### INSTRUÇÕES
a - Resuma em duas frases o texto sobre a adaptação de Novembro de 63.
b - Transcreva do texto sobre a adaptação de Novembro de 63 o trecho entre "Por Rodrigo Padrini" e "traduzi-la em imagens.", inclusive.

### TRECHO FORNECIDO
##########
Por Rodrigo Padrini – Ler um livro é como mergulhar num universo desconhecido, se apropriar dos seus elementos, respirar o ar que nos é oferecido e se posicionar lado a lado com o narrador que nos apresenta sua história. É uma experiência sempre solitária, afinal ninguém imagina os personagens, as cenas, as situações e os locais como você imaginou. Dessa forma, é sempre um risco muito grande escolher apenas uma possibilidade e traduzi-la em imagens.
Editado originalmente em 2011 com o título 11.22.63, Novembro de 63, de Stephen King, lançado pela Editora Suma em 2013, tornou-se um desses casos arriscados em 2016. O best-seller foi adaptado em uma minissérie de oito episódios, originalmente exibida pelo serviço de vídeo on demand Hulu em fevereiro de 2016. Como li o livro e, logo depois, assisti à série, decidi tecer alguns comentários sobre essa experiência, sem spoilers que farão com que você me xingue ao longo do texto.
Contando com a produção de J.J. Abrams e do próprio Stephen King, a minissérie estreou também no canal AMC em 1º de novembro de 2016, seguindo o título original do livro – 11.22.63 -, e trouxe o ator James Franco no papel de Jake Epping, nosso protagonista, e Sarah Gadon como Sadie Dunhill, e está disponível em DVD e Blu-ray.
Inicialmente, não contarei nenhuma novidade ao dizer que o livro possui um número infinitamente maior de detalhes e acontecimentos. Afinal, estamos falando de um livro com mais de setecentas páginas. No entanto, a adaptação foi bem sucedida ao introduzir novos elementos e um encadeamento diferente dos acontecimentos para produzir uma experiência dinâmica que coubesse em oito episódios de quarenta e poucos a sessenta minutos. A série é boa e o final muito emocionante.
Sobre o elenco, James Franco encarna bem o professor de inglês Jake Epping e não foge muito da personalidade que imaginei durante a leitura. Entretanto, no livro a rotina de Jake Epping no passado é mais explorada, assim como o seu relacionamento com os alunos e outros professores. Como na minissérie tudo é muito corrido – vamos ao que interessa -, essa caracterização do personagem deixa a desejar. Para quem apenas assiste à série, o protagonista pode não ser tão envolvente como no livro.
##########
(Registros armazenados)
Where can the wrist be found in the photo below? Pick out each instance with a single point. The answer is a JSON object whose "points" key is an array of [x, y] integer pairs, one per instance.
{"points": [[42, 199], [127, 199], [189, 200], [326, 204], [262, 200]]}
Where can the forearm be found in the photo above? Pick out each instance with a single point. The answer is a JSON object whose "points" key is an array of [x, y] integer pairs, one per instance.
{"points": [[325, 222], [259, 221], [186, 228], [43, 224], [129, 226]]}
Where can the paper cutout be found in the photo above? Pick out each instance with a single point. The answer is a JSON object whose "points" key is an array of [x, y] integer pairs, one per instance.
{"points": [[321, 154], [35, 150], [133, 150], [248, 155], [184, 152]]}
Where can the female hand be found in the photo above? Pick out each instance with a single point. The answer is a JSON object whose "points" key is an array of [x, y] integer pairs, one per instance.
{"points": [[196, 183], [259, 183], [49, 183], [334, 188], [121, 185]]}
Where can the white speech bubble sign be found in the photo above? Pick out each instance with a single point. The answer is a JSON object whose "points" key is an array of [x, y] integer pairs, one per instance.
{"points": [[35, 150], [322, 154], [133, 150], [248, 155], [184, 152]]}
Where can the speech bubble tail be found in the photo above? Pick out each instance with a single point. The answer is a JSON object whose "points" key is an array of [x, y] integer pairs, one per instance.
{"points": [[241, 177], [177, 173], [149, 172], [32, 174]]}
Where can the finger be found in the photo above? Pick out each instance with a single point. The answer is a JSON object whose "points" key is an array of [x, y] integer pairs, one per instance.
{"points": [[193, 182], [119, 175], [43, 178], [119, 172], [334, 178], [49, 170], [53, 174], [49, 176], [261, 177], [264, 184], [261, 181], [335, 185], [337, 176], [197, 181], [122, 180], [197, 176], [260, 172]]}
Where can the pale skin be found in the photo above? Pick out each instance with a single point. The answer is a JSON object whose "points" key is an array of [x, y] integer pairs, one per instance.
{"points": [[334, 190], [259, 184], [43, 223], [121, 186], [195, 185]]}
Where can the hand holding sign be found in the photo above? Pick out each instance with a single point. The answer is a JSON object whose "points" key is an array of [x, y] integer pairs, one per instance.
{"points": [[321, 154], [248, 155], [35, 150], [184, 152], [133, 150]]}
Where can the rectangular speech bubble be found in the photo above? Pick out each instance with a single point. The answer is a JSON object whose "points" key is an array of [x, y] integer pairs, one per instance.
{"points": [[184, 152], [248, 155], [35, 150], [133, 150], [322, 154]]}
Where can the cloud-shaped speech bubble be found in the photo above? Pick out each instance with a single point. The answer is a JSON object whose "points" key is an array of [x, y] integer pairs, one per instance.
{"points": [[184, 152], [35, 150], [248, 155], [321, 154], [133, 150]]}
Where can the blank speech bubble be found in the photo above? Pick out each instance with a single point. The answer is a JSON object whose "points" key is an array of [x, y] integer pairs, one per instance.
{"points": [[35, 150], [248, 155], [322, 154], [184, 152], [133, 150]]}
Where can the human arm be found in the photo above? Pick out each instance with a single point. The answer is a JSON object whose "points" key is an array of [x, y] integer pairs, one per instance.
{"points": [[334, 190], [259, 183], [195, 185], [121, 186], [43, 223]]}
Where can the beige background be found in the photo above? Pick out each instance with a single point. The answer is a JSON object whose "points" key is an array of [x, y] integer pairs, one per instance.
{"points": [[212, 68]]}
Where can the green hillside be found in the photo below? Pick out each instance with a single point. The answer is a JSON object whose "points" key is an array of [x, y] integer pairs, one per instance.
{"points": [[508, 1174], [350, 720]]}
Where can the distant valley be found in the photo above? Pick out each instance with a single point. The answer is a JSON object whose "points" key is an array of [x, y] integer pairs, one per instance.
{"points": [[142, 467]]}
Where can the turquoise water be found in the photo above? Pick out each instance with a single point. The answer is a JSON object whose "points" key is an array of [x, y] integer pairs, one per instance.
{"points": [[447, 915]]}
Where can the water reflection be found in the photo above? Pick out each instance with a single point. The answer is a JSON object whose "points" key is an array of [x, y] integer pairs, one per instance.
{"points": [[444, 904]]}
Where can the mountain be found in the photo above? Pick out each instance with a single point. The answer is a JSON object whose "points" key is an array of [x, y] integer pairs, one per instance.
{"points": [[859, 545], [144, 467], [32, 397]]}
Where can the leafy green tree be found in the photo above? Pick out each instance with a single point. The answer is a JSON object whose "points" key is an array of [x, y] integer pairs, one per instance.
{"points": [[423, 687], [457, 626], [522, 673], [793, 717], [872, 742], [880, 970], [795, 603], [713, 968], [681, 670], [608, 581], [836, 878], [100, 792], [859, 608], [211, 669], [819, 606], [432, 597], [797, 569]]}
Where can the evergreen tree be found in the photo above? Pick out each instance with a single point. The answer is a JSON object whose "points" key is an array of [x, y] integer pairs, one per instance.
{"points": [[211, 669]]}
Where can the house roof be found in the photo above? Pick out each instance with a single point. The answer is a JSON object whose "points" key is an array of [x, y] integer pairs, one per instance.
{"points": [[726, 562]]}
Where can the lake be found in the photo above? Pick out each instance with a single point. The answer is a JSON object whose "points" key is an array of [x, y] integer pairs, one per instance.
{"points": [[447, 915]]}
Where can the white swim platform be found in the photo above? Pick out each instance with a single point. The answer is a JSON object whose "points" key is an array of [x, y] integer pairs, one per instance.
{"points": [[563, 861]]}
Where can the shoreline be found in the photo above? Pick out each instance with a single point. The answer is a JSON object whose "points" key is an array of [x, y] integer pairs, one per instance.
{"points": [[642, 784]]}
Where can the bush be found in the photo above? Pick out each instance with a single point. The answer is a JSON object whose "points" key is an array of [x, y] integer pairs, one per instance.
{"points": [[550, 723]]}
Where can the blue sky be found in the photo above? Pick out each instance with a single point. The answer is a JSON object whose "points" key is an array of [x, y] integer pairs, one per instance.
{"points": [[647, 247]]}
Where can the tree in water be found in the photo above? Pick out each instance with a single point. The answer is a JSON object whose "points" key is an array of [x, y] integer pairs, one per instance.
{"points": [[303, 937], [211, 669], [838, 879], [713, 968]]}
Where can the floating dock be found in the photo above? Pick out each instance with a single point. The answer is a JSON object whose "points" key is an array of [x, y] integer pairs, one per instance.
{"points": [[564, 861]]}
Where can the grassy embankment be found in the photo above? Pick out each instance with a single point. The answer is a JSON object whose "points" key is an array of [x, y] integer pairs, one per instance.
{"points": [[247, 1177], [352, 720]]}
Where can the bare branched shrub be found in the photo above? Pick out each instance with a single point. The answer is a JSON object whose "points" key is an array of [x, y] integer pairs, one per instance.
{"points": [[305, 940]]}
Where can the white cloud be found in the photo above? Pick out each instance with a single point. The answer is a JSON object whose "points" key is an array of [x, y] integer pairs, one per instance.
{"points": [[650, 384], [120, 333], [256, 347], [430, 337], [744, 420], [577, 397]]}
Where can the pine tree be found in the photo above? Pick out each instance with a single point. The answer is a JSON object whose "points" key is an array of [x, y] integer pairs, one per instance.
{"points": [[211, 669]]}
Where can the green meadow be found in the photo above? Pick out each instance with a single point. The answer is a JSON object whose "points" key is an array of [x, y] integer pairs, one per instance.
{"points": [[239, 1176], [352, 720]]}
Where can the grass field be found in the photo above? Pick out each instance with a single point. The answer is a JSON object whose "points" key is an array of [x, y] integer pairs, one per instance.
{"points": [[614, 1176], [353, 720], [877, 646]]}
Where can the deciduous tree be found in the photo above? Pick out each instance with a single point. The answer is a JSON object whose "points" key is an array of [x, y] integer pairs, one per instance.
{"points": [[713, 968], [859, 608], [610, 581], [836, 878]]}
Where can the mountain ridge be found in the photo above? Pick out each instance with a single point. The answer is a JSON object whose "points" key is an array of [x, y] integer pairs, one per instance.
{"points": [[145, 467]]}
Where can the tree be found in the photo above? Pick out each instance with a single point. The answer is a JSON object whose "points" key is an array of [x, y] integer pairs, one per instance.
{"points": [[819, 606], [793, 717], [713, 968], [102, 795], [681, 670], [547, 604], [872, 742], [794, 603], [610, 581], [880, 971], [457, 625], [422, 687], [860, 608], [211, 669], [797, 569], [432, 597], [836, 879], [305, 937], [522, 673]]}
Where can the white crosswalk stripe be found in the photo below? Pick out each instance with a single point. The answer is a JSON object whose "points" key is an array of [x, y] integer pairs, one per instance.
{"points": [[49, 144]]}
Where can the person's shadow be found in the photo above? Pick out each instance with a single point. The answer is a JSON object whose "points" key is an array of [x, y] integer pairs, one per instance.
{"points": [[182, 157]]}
##########
### RESPOSTAS ESCRITAS
a - O livro Novembro de 63, de Stephen King, foi adaptado em 2016 em uma minissérie de oito episódios, exibida originalmente pelo Hulu, com James Franco no papel de Jake Epping e Sarah Gadon como Sadie Dunhill. O livro tem muito mais detalhes e explora melhor a rotina do protagonista, mas a adaptação foi bem-sucedida ao reorganizar os acontecimentos em uma experiência dinâmica, com um final muito emocionante.

b -
Por Rodrigo Padrini – Ler um livro é como mergulhar num universo desconhecido, se apropriar dos seus elementos, respirar o ar que nos é oferecido e se posicionar lado a lado com o narrador que nos apresenta sua história. É uma experiência sempre solitária, afinal ninguém imagina os personagens, as cenas, as situações e os locais como você imaginou. Dessa forma, é sempre um risco muito grande escolher apenas uma possibilidade e traduzi-la em imagens.